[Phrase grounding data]
● ● ● ●
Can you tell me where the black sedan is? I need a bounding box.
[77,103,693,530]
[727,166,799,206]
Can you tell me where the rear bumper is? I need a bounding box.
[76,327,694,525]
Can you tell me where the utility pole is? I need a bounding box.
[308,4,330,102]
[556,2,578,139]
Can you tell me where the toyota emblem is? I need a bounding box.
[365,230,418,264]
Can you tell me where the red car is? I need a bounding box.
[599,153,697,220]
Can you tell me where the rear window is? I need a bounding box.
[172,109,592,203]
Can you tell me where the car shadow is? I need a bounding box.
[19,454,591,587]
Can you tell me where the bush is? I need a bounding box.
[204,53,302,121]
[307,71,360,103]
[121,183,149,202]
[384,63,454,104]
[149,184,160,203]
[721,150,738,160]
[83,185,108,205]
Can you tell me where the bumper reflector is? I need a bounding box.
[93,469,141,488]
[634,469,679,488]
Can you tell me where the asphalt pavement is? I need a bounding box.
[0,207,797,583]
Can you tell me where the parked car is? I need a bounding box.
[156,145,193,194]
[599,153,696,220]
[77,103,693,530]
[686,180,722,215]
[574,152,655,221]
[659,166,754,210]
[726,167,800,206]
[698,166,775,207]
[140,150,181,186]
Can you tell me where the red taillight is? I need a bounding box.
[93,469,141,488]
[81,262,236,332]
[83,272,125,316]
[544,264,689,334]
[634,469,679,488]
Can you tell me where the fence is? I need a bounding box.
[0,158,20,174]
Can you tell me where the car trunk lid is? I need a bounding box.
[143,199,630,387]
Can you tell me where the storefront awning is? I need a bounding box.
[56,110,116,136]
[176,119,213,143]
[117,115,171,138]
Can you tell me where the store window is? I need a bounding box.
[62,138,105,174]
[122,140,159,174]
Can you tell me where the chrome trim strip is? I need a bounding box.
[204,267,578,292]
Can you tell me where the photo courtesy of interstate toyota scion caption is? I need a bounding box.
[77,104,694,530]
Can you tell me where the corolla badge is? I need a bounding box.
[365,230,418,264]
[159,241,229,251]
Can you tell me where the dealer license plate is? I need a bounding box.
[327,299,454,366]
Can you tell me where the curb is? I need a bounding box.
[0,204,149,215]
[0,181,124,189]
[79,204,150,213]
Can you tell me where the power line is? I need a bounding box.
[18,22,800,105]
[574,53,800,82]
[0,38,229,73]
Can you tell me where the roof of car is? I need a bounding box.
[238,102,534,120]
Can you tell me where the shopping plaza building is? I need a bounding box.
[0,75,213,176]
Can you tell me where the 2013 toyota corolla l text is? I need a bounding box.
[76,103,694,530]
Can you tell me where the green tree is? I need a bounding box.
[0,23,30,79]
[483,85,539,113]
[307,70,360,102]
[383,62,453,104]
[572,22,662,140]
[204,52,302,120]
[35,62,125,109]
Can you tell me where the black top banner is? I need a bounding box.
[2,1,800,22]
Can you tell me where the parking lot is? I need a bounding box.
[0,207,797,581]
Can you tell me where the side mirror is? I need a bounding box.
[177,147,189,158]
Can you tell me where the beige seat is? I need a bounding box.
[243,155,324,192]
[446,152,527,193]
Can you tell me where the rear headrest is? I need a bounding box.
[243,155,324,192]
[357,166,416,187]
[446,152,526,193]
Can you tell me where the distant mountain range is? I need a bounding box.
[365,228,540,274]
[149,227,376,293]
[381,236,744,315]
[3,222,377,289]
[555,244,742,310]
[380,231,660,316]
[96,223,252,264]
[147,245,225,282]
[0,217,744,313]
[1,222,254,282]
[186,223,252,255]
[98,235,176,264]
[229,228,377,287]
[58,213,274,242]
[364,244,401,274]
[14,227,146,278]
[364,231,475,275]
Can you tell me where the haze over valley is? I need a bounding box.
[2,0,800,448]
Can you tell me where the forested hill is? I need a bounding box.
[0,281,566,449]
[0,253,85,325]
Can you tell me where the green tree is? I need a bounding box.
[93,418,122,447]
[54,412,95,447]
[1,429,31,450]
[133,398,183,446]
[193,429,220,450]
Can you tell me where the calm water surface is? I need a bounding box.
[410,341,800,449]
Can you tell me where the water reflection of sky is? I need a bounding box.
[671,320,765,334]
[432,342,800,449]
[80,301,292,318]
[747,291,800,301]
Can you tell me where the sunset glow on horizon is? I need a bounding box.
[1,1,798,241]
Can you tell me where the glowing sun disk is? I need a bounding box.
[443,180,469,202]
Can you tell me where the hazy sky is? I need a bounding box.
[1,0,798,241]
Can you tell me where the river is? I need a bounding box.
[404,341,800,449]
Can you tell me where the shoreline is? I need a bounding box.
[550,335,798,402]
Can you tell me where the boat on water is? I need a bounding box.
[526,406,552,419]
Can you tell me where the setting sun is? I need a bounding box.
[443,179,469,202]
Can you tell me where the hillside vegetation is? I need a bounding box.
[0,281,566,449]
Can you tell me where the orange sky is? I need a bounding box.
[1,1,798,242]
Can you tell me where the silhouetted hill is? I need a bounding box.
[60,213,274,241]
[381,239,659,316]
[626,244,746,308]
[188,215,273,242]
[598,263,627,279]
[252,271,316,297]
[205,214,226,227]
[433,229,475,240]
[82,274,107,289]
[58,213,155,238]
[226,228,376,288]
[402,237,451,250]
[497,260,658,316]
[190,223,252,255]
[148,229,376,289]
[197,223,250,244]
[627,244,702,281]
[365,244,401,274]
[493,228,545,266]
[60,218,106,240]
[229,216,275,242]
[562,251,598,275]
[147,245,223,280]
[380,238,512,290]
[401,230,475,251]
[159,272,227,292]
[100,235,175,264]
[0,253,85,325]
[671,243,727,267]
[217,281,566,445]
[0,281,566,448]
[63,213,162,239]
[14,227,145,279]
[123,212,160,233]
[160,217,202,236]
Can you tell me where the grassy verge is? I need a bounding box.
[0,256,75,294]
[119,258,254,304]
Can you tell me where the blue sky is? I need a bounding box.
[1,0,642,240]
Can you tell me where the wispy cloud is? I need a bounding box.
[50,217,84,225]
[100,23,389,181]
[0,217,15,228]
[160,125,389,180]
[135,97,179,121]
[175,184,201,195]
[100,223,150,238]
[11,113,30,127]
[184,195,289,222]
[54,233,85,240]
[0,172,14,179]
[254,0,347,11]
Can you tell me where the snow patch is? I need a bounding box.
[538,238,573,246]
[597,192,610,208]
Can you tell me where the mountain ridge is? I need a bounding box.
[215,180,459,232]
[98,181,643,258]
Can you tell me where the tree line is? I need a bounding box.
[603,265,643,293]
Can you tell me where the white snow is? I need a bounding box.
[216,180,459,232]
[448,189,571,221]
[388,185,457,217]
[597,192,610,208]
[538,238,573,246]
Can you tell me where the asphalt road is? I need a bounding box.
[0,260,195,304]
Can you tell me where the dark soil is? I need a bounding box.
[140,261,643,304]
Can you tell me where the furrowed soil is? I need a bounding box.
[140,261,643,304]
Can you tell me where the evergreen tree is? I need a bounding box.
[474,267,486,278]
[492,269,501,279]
● ● ● ●
ACTION ITEM:
Once you have read the records above, write them out again exactly.

PROBLEM SOLUTION:
Can you tell me where the black sedan is? I need a bounding box.
[77,103,693,530]
[727,166,799,206]
Can you tell me where the rear bumper is? I need a bounding box.
[76,327,694,525]
Can you tell me where the utility pole is? I need a bounding box.
[308,4,330,102]
[556,2,578,139]
Can you tell me where the toyota emblem is? I need a bounding box.
[365,230,418,264]
Can you tell me where the red car is? I need a bounding box.
[599,153,697,220]
Can you tell me where the rear window is? I need a bounding box.
[172,109,592,203]
Can you tell me where the car shadow is? I need a bounding box.
[19,454,591,587]
Can you tell me where the bush is? I need a bounding box.
[204,53,302,121]
[307,71,360,103]
[121,183,149,202]
[384,63,454,104]
[149,184,160,203]
[721,150,738,160]
[83,185,108,205]
Can you tell me where the bumper reflector is? I need a bounding box.
[93,469,141,488]
[634,469,679,488]
Can you tell me where the asphalt pavement is? I need a bounding box.
[0,207,797,583]
Can you tell me where the parked car is? I need a bounding box.
[156,145,193,194]
[599,153,696,220]
[77,103,693,530]
[686,180,722,215]
[574,152,655,221]
[659,166,754,210]
[726,167,800,206]
[698,166,775,207]
[140,150,181,186]
Can you tell me where the red taillight is? I need a bounding box.
[93,469,141,488]
[81,262,236,332]
[83,272,125,316]
[544,264,689,334]
[634,469,679,488]
Can you tell me where the fence is? I need a bounding box.
[0,158,20,174]
Can you tell me where the car trunk lid is? I need a bounding box.
[143,199,630,387]
Can you tell me where the storefront awning is? I need a bounding box.
[56,110,116,136]
[176,119,213,143]
[117,115,171,138]
Can you tell me where the store window is? I need a bounding box.
[62,138,105,174]
[122,140,159,174]
Can you tell me where the chrome trim strip is? I need a bounding box.
[204,267,578,292]
Can you tell me where the photo courtesy of interstate toyota scion caption is? I need a bounding box.
[77,104,694,530]
Can you tell me where the corolla badge is? I need a bounding box.
[365,230,418,264]
[159,241,229,251]
Can you tell me where the dealer license plate is? I need a bounding box.
[327,299,454,366]
Can you tell me where the curb is? I need a bounding box.
[0,204,149,215]
[0,181,124,189]
[79,204,150,213]
Can you tell me where the power line is? I need a bounding box.
[18,22,800,105]
[574,53,800,82]
[0,38,229,73]
Can you tell me where the roof of car is? I need a bounding box.
[238,102,534,120]
Can you tell me where the shopping plaza building is? I need a bounding box.
[0,75,213,176]
Can you tell me where the 2013 toyota corolla l text is? I need a bounding box.
[76,103,694,530]
Can you tell me where the green tree is? I need a bounding box.
[0,23,30,79]
[483,85,539,113]
[307,70,360,102]
[383,62,453,104]
[572,22,662,140]
[204,52,302,120]
[35,62,125,109]
Can you tell me where the black top banner is? I need a bounding box.
[2,1,800,22]
Can you tell me where the parking lot is? I need a bounding box.
[0,207,797,581]
Can you tell me where the side mirror is? I need a bounding box.
[177,147,189,158]
Can you tell me where the beige seat is? I need a bounding box.
[243,155,324,192]
[446,152,527,193]
Can you tell me where the rear headrest is? I need a bounding box.
[243,155,324,192]
[357,166,416,187]
[446,152,526,193]
Can you tell me where the distant mountain range is? I need a bounding box.
[365,228,540,274]
[149,227,376,293]
[381,236,744,315]
[3,222,377,289]
[555,244,742,310]
[380,231,660,316]
[96,223,252,264]
[147,245,225,282]
[0,217,744,313]
[1,222,254,282]
[186,223,252,255]
[98,235,176,264]
[229,228,377,287]
[58,213,274,242]
[364,244,401,274]
[14,227,146,278]
[364,231,475,275]
Can you tell me where the haze over valley is? I need a bounding box.
[2,0,800,448]
Can you tell me where the forested hill is? I need a bounding box.
[0,281,566,449]
[0,253,85,325]
Can you tell me where the green tree is? I need a bounding box.
[93,418,122,447]
[54,412,95,447]
[1,429,31,450]
[133,398,183,446]
[193,429,220,450]
Can you tell me where the calm water surface is? I need a bounding box.
[410,341,800,449]
Can you tell me where the water reflection of sky is? I need a bounding box.
[671,320,765,334]
[432,342,800,449]
[80,301,292,318]
[747,291,800,301]
Can you tell me where the sunset glow on horizon is? I need a bounding box.
[1,1,798,241]
Can you tell me where the glowing sun disk is? I need a bounding box.
[443,180,469,202]
Can you tell me where the hazy sky is? I need a bounding box.
[1,0,798,241]
Can you tell me where the river is? I need a bounding box.
[404,341,800,449]
Can you tell me where the shoreline is? I need a bounding box.
[550,335,798,402]
Can you tell me where the boat on water is? I need a bounding box.
[526,406,552,419]
Can you tell me where the setting sun is? I need a bounding box.
[443,179,469,202]
Can you tell me where the hillside vegetation is? I need a bounding box.
[0,281,566,449]
Can you tell me where the orange sky is? I need a bounding box.
[1,1,798,242]
Can you tell me where the silhouetted hill is? I need a bounding box.
[60,213,274,241]
[381,239,659,316]
[626,244,746,308]
[188,215,273,242]
[598,263,627,279]
[252,271,316,297]
[205,214,226,227]
[433,229,475,240]
[82,274,107,289]
[58,213,155,238]
[226,228,376,288]
[402,237,451,250]
[497,260,658,316]
[190,223,252,255]
[148,229,376,289]
[197,223,250,244]
[627,244,702,281]
[365,244,401,274]
[493,228,545,266]
[60,218,106,240]
[229,216,275,242]
[562,251,598,275]
[147,245,223,280]
[380,238,512,290]
[401,230,475,251]
[159,272,227,292]
[100,235,175,264]
[0,253,85,325]
[671,243,727,267]
[217,281,566,445]
[0,281,566,448]
[63,213,162,239]
[14,227,145,279]
[123,212,160,233]
[160,217,202,236]
Can you tell me where the grassy verge is? I need a bounding box.
[0,256,75,294]
[119,258,254,304]
Can you tell me where the blue sky is? I need a bounding box.
[1,0,642,240]
Can you tell me where the wispy cloud is? I need a bounding box.
[50,217,84,225]
[100,23,389,181]
[0,217,15,228]
[160,125,389,180]
[135,97,179,121]
[175,184,201,195]
[100,223,150,238]
[11,113,30,127]
[184,195,289,222]
[54,233,85,240]
[0,172,14,179]
[254,0,347,11]
Can you tell me where the snow patch is? I need a bounding box.
[538,238,573,246]
[597,192,610,208]
Can you tell me where the mountain ridge is? I need a bounding box.
[215,180,459,232]
[98,181,643,258]
Can you tell me where the tree line is? I need a bounding box.
[603,265,643,293]
Can you tell me where the white snow is? I need a bounding box.
[216,180,459,232]
[448,189,571,221]
[388,185,457,217]
[597,192,610,208]
[538,238,573,246]
Can you tell me where the asphalt road is? I need a bounding box.
[0,260,195,304]
Can you tell me where the dark soil is? I need a bounding box.
[140,261,643,304]
Can you tell me where the furrowed soil is? I need a bounding box.
[140,261,643,304]
Can you tell me where the evergreen tree is? I need a bounding box.
[474,267,486,278]
[492,269,501,279]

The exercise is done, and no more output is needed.